-- start TASK INPUTS --
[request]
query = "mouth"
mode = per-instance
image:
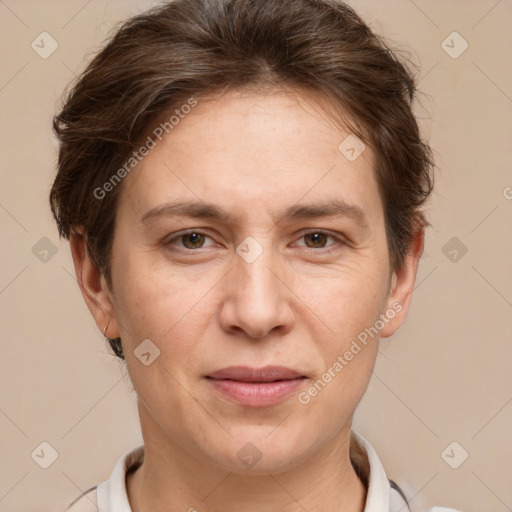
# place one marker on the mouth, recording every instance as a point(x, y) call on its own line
point(256, 387)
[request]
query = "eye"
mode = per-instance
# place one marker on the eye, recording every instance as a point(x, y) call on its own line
point(191, 240)
point(318, 239)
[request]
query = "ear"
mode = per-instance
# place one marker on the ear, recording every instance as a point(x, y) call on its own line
point(93, 286)
point(402, 285)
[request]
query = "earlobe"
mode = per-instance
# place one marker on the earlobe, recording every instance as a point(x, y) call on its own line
point(93, 286)
point(402, 285)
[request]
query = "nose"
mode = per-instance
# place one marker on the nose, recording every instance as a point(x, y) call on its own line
point(257, 297)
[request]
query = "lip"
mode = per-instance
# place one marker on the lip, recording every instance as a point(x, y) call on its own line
point(256, 387)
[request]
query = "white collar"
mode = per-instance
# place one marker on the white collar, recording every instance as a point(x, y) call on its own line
point(111, 495)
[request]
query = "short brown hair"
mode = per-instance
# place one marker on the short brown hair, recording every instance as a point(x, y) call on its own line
point(188, 48)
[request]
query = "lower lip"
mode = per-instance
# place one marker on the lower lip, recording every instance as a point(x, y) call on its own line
point(257, 394)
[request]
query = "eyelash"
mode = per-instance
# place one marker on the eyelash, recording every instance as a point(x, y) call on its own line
point(323, 250)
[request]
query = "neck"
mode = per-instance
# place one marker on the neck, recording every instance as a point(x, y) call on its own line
point(173, 480)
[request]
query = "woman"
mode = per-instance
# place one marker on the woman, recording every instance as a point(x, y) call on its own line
-- end TASK INPUTS --
Copy the data exactly. Any picture it contains is to be omitted.

[request]
query = "mouth"
mode = per-instance
image:
# place one marker on the mouth, recording every instance as a point(x, y) call on its own line
point(256, 387)
[request]
query = "eye"
mode = per-instance
# place one marker on the eye, recording every instance as a point(x, y) call on its own line
point(191, 240)
point(318, 239)
[request]
query = "ear"
mode = per-instance
# place one marker on the ear, recording every instance as a point(x, y) call on its own line
point(93, 286)
point(402, 285)
[request]
query = "earlobe"
mode = per-instance
# place one marker on the earlobe, recording every instance as a point(x, y) call on its own line
point(93, 286)
point(402, 285)
[request]
query = "nose"
mode = per-instance
# place one marker on the nose, recording every instance as a point(x, y) call on its own line
point(257, 297)
[request]
query = "lip"
mode = per-instance
# place one marker on the lip, recording every instance as a point(x, y) call on its own line
point(256, 387)
[request]
query = "white collar"
mode = per-instance
# place one marker on the white collar, recording every instance as a point(x, y) call on its own line
point(111, 495)
[request]
query = "short brown hair"
mode = per-instance
# place one marker on the short brown hair, recording every instance as a point(x, y) call on its own line
point(188, 48)
[request]
query = "lower lip"
mode = per-instance
# place one marker on the lower lip, recording every instance as a point(x, y) call on its own line
point(257, 394)
[request]
query = "eyelash"
mode = per-instance
# place one marker on the eyelash, recording every instance as a point(x, y) call on its own line
point(323, 250)
[request]
query = "neck"
mode = per-instance
# place one marker on the neck, recording every instance as a point(x, y) call on its own line
point(173, 480)
[request]
query = "woman"
mode = per-instance
# place one marker on the woman, recording every instance as a point(x, y) call on its own line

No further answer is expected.